What to produce: Write out the records below word for word, please.

Items:
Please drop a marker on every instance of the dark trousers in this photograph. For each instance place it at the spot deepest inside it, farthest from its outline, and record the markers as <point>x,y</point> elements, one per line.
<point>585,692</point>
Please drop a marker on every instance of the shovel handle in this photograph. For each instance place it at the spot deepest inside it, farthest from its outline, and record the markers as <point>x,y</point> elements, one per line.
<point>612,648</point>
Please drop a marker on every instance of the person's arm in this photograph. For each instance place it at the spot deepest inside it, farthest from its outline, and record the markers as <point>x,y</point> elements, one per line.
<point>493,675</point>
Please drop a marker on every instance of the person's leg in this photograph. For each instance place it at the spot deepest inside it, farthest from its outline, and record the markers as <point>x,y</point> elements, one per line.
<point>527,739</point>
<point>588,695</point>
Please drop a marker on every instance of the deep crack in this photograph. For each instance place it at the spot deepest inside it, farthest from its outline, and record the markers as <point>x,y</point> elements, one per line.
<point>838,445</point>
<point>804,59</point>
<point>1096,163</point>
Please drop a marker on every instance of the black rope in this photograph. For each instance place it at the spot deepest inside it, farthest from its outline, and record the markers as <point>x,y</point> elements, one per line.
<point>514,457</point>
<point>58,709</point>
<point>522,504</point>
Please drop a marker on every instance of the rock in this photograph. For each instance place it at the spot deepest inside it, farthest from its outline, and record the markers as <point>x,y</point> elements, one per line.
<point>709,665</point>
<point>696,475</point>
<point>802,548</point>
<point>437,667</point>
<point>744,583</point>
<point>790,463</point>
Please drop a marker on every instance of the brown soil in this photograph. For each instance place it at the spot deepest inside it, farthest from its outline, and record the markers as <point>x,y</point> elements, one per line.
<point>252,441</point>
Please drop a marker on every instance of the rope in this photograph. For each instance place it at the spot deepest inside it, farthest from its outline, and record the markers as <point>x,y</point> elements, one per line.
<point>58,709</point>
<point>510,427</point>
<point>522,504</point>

Worked answer:
Please drop a marker on every instance of the dark trousers in this photograph. For each instance place it at the spot deepest inside it, farthest from its outline, and record the markers as <point>x,y</point> elements, one per line.
<point>585,692</point>
Please drop a marker on every instance of the shovel handle in this photograph. For each instance place it at the spot deepest inside it, farthest from its outline, and record the markers as <point>x,y</point> elements, one per line.
<point>612,648</point>
Please drop a marker on every instance of the person's arm in this photograph. For each instance place it at the spot deepest inside it, farthest from its outline, and record the markers as <point>x,y</point> elements, one per line.
<point>493,675</point>
Please drop a marker on every instance of the person's leg in this photograph. For each instance place it at the spot deepest inside it, farthest from its outline, and record the markers as <point>x,y</point> elements, one per line.
<point>527,739</point>
<point>588,695</point>
Please drop a marker on every instance of the deep crack in this photograph. For each instance place it at the spot deepest inside it, farthest from its outline, and record the markers as <point>x,y</point> elements, one per line.
<point>838,445</point>
<point>804,59</point>
<point>1096,163</point>
Please drop a marker on every instance of the black rope in this photograph. For each instance place it at the spot deepest inside it, farthest from its outline, and record the markers as <point>x,y</point> elements, one per line.
<point>514,457</point>
<point>58,709</point>
<point>522,504</point>
Please drop a marker on every instance of the rock in this photograph. For each instance place it at the spot deepest inside it, farthest from its outline, and record the markers as <point>x,y</point> elements, one per line.
<point>709,665</point>
<point>696,475</point>
<point>802,548</point>
<point>437,667</point>
<point>744,583</point>
<point>790,463</point>
Please drop a marker on every instance of the brown soil in this photograph. For each instance place it at the spot deepest inside it, farthest from its outline, and record the markers as <point>x,y</point> elements, one per line.
<point>252,441</point>
Please drop a marker on every instance of the rope in this photograph. For each instance place it at the spot deepest inside it, farthest from its outline, and record the markers as <point>x,y</point> elements, one per line.
<point>58,709</point>
<point>510,427</point>
<point>522,504</point>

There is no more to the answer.